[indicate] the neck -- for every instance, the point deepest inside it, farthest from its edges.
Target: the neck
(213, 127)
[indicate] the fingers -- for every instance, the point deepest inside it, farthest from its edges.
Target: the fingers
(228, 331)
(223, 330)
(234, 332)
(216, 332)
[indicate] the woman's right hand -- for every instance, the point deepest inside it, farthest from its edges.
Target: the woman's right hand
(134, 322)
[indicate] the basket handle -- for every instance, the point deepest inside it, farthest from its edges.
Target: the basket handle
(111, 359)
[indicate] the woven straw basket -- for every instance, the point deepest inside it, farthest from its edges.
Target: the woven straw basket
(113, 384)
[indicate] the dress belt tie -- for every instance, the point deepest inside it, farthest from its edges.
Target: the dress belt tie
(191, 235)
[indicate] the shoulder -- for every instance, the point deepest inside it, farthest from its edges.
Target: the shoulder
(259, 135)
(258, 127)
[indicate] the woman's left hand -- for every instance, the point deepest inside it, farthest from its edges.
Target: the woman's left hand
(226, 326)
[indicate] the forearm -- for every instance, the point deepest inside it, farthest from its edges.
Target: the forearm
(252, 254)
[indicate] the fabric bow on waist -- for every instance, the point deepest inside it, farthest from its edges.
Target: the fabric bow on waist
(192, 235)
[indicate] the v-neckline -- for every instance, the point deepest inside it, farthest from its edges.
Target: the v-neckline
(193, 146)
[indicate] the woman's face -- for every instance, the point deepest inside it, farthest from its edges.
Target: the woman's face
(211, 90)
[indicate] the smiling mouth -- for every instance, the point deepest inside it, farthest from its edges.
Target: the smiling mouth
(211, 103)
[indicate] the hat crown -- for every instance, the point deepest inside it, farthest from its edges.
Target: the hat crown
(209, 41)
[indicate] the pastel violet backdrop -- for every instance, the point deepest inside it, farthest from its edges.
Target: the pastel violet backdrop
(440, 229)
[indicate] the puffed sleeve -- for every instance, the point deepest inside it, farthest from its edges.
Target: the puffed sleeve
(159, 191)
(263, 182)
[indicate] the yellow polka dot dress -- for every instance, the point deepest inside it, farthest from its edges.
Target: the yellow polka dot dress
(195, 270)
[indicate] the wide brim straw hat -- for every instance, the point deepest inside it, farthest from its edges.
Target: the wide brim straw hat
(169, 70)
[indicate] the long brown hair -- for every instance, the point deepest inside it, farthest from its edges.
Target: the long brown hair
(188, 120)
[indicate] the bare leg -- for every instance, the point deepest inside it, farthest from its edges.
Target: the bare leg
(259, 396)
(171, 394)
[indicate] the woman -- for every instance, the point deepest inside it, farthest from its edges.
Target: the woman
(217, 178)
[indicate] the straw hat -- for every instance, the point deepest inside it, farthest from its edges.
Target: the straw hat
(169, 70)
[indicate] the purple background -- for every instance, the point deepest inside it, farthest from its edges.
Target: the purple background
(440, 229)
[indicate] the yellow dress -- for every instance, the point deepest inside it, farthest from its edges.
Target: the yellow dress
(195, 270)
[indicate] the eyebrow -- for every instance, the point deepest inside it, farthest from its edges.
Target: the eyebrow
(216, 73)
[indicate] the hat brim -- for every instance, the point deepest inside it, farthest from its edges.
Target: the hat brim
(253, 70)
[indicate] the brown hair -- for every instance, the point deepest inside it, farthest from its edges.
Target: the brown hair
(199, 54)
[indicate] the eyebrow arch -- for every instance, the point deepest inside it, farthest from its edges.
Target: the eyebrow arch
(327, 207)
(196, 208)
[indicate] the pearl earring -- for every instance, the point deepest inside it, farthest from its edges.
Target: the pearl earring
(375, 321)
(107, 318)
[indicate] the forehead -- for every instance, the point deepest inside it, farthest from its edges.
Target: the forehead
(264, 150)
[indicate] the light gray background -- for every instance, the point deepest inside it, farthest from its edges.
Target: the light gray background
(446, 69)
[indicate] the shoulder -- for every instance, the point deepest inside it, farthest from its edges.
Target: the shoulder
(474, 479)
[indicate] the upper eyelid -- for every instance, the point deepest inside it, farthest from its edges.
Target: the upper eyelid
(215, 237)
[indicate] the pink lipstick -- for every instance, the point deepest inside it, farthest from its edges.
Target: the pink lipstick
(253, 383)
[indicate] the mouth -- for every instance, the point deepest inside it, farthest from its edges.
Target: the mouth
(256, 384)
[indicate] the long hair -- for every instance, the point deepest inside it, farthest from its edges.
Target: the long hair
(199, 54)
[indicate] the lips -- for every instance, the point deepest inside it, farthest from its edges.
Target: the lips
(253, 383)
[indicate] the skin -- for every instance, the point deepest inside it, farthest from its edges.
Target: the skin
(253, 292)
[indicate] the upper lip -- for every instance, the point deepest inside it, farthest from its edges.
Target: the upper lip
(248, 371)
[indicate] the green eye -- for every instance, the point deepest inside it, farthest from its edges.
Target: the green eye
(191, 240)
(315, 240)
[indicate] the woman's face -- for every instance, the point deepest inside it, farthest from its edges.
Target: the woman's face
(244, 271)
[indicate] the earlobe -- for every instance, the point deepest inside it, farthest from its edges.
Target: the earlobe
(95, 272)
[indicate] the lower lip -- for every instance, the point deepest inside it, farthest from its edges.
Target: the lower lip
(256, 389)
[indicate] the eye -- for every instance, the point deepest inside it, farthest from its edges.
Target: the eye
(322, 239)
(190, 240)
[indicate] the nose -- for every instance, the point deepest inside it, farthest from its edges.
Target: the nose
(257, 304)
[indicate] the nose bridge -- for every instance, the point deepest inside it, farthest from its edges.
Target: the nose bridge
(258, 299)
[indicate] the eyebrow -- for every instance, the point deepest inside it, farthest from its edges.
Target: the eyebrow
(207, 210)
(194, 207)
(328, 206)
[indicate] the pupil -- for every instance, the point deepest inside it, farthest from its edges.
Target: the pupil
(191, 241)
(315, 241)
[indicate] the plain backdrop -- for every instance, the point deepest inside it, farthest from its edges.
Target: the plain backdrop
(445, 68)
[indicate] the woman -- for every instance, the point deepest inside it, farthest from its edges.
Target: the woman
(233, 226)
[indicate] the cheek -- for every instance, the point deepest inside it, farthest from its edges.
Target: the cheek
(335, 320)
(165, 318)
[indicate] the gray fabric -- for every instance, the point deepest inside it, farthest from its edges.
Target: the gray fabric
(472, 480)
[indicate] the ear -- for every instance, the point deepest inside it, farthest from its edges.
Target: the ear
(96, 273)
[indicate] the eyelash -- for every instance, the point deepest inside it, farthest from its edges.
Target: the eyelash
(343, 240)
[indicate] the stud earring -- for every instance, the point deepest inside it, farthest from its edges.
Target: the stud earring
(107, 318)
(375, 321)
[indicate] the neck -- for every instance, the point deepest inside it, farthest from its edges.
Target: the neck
========
▶ DIRECTIONS FOR THIS TASK: Could you put every line of the material above into a JSON list of strings, one string per line, skipping any blank lines?

▶ THE RESPONSE:
[
  "[indicate] the neck -- for every instance, the point deepest inside it, farthest from its edges.",
  "Target: the neck",
  "(213, 127)",
  "[indicate] the fingers -- for every instance, the point deepest inside it, farthest from its edges.",
  "Target: the fingers",
  "(228, 331)",
  "(223, 330)",
  "(234, 332)",
  "(216, 332)",
  "[indicate] the woman's right hand -- for every instance, the point deepest inside it, farthest from its edges.",
  "Target: the woman's right hand",
  "(134, 322)",
  "[indicate] the basket handle -- for every instance, the point deepest inside it, farthest from its edges.",
  "Target: the basket handle",
  "(111, 359)",
  "[indicate] the woven straw basket -- for every instance, the point deepest inside it, farthest from its edges.",
  "Target: the woven straw basket",
  "(113, 384)",
  "[indicate] the dress belt tie -- for every instance, the point deepest inside it, farthest from its edges.",
  "Target: the dress belt tie",
  "(191, 235)",
  "[indicate] the shoulder -- for every instance, the point deepest inside it, farthest from its edges.",
  "Target: the shoulder",
  "(259, 135)",
  "(258, 127)",
  "[indicate] the woman's left hand -- for every instance, the point deepest inside it, farthest from its edges.",
  "Target: the woman's left hand",
  "(226, 326)",
  "[indicate] the forearm -- for every instance, the point deepest inside it, farthest from its edges.",
  "Target: the forearm",
  "(252, 254)",
  "[indicate] the fabric bow on waist -- for every instance, the point deepest inside it, farthest from its edges.",
  "Target: the fabric bow on waist",
  "(192, 235)",
  "[indicate] the v-neckline -- for every instance, the point deepest inside it, farthest from its edges.",
  "Target: the v-neckline",
  "(193, 146)",
  "[indicate] the woman's face -- for every instance, the point deepest inside it, farthest from its edges.",
  "Target: the woman's face",
  "(211, 90)",
  "[indicate] the smiling mouth -- for every instance, the point deepest inside it, farthest from its edges.",
  "Target: the smiling mouth",
  "(211, 103)",
  "[indicate] the hat crown -- for every instance, the point deepest inside it, farthest from its edges.",
  "Target: the hat crown",
  "(209, 41)",
  "[indicate] the pastel violet backdrop -- for every instance, the point deepest inside it, farthest from its edges.",
  "Target: the pastel violet backdrop",
  "(440, 229)",
  "[indicate] the puffed sleeve -- for every instance, the point deepest inside it, farthest from its edges.",
  "Target: the puffed sleeve",
  "(159, 191)",
  "(263, 182)",
  "[indicate] the yellow polka dot dress -- for every instance, the point deepest inside it, farthest from its edges.",
  "Target: the yellow polka dot dress",
  "(195, 270)",
  "[indicate] the wide brim straw hat -- for every instance, the point deepest inside it, farthest from its edges.",
  "Target: the wide brim straw hat",
  "(169, 70)",
  "[indicate] the long brown hair -- for every instance, the point deepest inside it, farthest from its edges.",
  "Target: the long brown hair",
  "(188, 120)",
  "[indicate] the bare leg -- for every instance, the point deepest inside it, farthest from its edges.",
  "Target: the bare leg",
  "(259, 396)",
  "(171, 394)",
  "[indicate] the woman -- for every instance, the point deepest inside it, farthest from its edges.",
  "Target: the woman",
  "(217, 178)",
  "[indicate] the straw hat -- for every instance, the point deepest inside it, farthest from its edges.",
  "Target: the straw hat",
  "(169, 70)",
  "[indicate] the purple background -- for every instance, the point deepest inside it, farthest from its edges.",
  "Target: the purple background",
  "(440, 229)",
  "[indicate] the yellow dress -- for every instance, the point deepest inside it, farthest from its edges.",
  "Target: the yellow dress",
  "(195, 270)",
  "[indicate] the eyebrow -- for every instance, the point deepest inside it, farthest from its edges.",
  "Target: the eyebrow",
  "(216, 73)",
  "[indicate] the hat brim -- for every instance, the point deepest inside it, farthest from its edges.",
  "Target: the hat brim",
  "(253, 70)",
  "[indicate] the brown hair -- for every instance, the point deepest inside it, farthest from its edges.",
  "Target: the brown hair",
  "(199, 54)",
  "[indicate] the eyebrow arch -- for every instance, the point deepest inside it, farthest from its edges.",
  "Target: the eyebrow arch",
  "(327, 207)",
  "(196, 208)",
  "[indicate] the pearl earring -- for every instance, the point deepest inside it, farthest from its edges.",
  "Target: the pearl earring",
  "(375, 321)",
  "(107, 318)",
  "[indicate] the forehead -- for every instance, the point deepest inside it, farthest from its edges.",
  "Target: the forehead",
  "(264, 150)",
  "[indicate] the light gray background -- for every instance, the point deepest inside it, farthest from its edges.",
  "Target: the light gray background",
  "(446, 69)",
  "[indicate] the shoulder -- for every instance, the point deepest inside it, farthest from its edges.",
  "Target: the shoulder",
  "(474, 479)",
  "[indicate] the upper eyelid -- for every instance, the point deepest inside it, farthest from its edges.",
  "Target: the upper eyelid",
  "(215, 237)",
  "[indicate] the pink lipstick -- for every instance, the point deepest inside it, farthest from its edges.",
  "Target: the pink lipstick",
  "(253, 383)",
  "[indicate] the mouth -- for every instance, the point deepest inside it, farthest from its edges.",
  "Target: the mouth",
  "(256, 384)",
  "[indicate] the long hair -- for every instance, the point deepest inside it, farthest from its edges.",
  "Target: the long hair",
  "(199, 54)",
  "[indicate] the lips -- for every instance, the point deepest inside it, farthest from its edges.",
  "Target: the lips",
  "(253, 383)",
  "[indicate] the skin -- for every instance, the point deepest inside it, farthest from its edges.",
  "Target: the skin",
  "(253, 292)",
  "[indicate] the upper lip -- for every instance, the point deepest inside it, farthest from its edges.",
  "Target: the upper lip",
  "(248, 371)",
  "[indicate] the green eye -- for every instance, the point deepest inside it, farthest from its edges.",
  "Target: the green eye",
  "(191, 240)",
  "(315, 240)",
  "[indicate] the woman's face -- for every instance, the point deepest inside it, farthest from its edges.",
  "Target: the woman's face",
  "(244, 271)",
  "[indicate] the earlobe -- for every instance, the point deepest inside it, farthest from its edges.",
  "Target: the earlobe",
  "(95, 272)",
  "[indicate] the lower lip -- for every instance, the point deepest inside it, farthest from its edges.",
  "Target: the lower lip",
  "(256, 389)",
  "[indicate] the eye -- for every instance, the point deepest inside it, farthest from its edges.",
  "Target: the eye",
  "(322, 239)",
  "(190, 240)",
  "[indicate] the nose -- for every instance, the point deepest inside it, farthest from its edges.",
  "Target: the nose",
  "(257, 304)",
  "[indicate] the nose bridge -- for every instance, the point deepest inside it, farthest from its edges.",
  "Target: the nose bridge",
  "(258, 299)",
  "[indicate] the eyebrow -- for every instance, the point deepest inside it, farthest from its edges.",
  "Target: the eyebrow",
  "(207, 210)",
  "(194, 207)",
  "(328, 206)",
  "[indicate] the pupil -- for every instance, the point deepest inside it, farthest from its edges.",
  "Target: the pupil",
  "(191, 241)",
  "(315, 241)",
  "[indicate] the plain backdrop -- for every instance, the point deepest inside it, farthest from its edges.",
  "Target: the plain backdrop",
  "(445, 68)",
  "[indicate] the woman -- for every instance, the point deepest inside it, farthest from its edges.",
  "Target: the woman",
  "(233, 226)",
  "[indicate] the cheek -- for every instance, the point deepest inside it, farthest from its edges.",
  "Target: the cheek",
  "(335, 320)",
  "(165, 318)",
  "[indicate] the gray fabric -- for every instance, the point deepest inside it, farthest from its edges.",
  "Target: the gray fabric",
  "(472, 480)",
  "[indicate] the ear -- for every instance, the point deepest inside it, farthest from its edges.",
  "Target: the ear",
  "(96, 273)",
  "[indicate] the eyelash -- for every instance, the point deepest inside it, farthest from its edges.",
  "Target: the eyelash",
  "(343, 240)",
  "[indicate] the stud earring -- for every instance, the point deepest inside it, farthest from its edges.",
  "Target: the stud earring",
  "(107, 318)",
  "(375, 321)",
  "[indicate] the neck -- for every instance, the point deepest inside it, farthest from its edges.",
  "Target: the neck"
]